TEXTO DADO »
━━━━━━━━━━━━━━━━━━━━

Y es la conducción desde detrás de cámara de Gay la que habilita sendas actuaciones convertidas en declaraciones de principios. En primera instancia, de Cámara, quien va cimentando una performance basada en ubicarse en un segundo plano o incluso por fuera del cuadro, con un rostro y una mirada donde se intuyen muchas cosas que después no son dichas. Cámara es un actor discreto, medido, que rehúye la intensidad, que busca siempre el lugar justo para interpelar al espectador desde lo cotidiano.
Y en segundo lugar, la declaración de principios es de claro, Darín. De él se viene diciendo desde hace un rato largo comentarios que van por esta senda: “actúa bien, pero siempre hace de sí mismo”. Daría para preguntar cuántos actores no repiten modismos, gestos y hasta rasgos de personalidad entre un personaje y otro. O señalar que en verdad hay notorias diferencias entre el Darín de Nueve reinas y el de El aura, y que hay distintos matices en los personajes que encarna en El secreto de sus ojos, Carancho o Tesis sobre un homicidio. Pero plantear estos argumentos será en vano mientras no se entienda que la sofisticación en la composición no sólo pasa por el maquillaje, los discursos trascendentes, los gritos fuertes y las “historias reales”: también implica saber manejar niveles y tonalidades emocionales, vinculados con lo humano. A Darín parece difícil por ahora que vayamos a verlo en un biopic, y hasta parece una pequeña broma socarrona verlo en esta película encarnando a un intérprete que protagoniza una versión teatral de Las relaciones peligrosas y que debe ponerse una tonelada de maquillaje para su papel. Darín explora las emociones de los hombres comunes, de los individuos despojados de lo extraordinario y enfrentados más que nada a sus dilemas internos. Truman es posiblemente su labor más abierta y comprometida con lo primario del hombre, con sus miedos, sus deseos, sus frustraciones.

━━━━━━━━━━━━━━━━━━━━

MATERIAL EXTRAÍDO »
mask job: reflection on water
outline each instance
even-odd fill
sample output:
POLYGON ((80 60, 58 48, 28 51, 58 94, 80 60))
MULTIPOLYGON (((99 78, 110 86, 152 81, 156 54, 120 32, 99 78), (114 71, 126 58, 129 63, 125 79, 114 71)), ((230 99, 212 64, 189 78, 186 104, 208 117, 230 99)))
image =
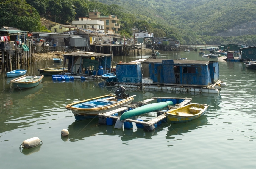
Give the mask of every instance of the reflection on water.
POLYGON ((177 139, 175 137, 175 135, 182 135, 186 133, 192 132, 194 130, 204 127, 208 125, 209 124, 207 118, 205 115, 186 123, 172 124, 168 128, 166 138, 168 141, 173 141, 177 139))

━━━━━━━━━━━━━━━━━━━━

ACTIVIDADES »
a. Reproduce del texto sobre la película Truman el fragmento que va de "Y es la conducción" a "desde lo cotidiano.", ambos incluidos.
b. Continúa el texto sobre la película Truman a partir de su última oración.

RESULTADOS EN ORDEN »
a.
Y es la conducción desde detrás de cámara de Gay la que habilita sendas actuaciones convertidas en declaraciones de principios. En primera instancia, de Cámara, quien va cimentando una performance basada en ubicarse en un segundo plano o incluso por fuera del cuadro, con un rostro y una mirada donde se intuyen muchas cosas que después no son dichas. Cámara es un actor discreto, medido, que rehúye la intensidad, que busca siempre el lugar justo para interpelar al espectador desde lo cotidiano.

b.
Justo en el año de los fuegos pirotécnicos de El clan, Truman, desde el aporte de sus tres vértices creativos, va para el lado precisamente contrario e hilvana un drama que deja de lado las remarcaciones, los énfasis redundantes, la música fuerte, las gestualidades exageradas, las ambiciones desmedidas, en pos de un cine sutil, moderado, que no pretende ser más de lo que es y que hasta podría decirse que es orgullosamente imperfecto. Un film sobre gente que hace lo que puede con su vida y que constituye su identidad a partir de los pequeños afectos que los rodean, como ese perro gigante que nos hace lagrimear con tan sólo su mirada.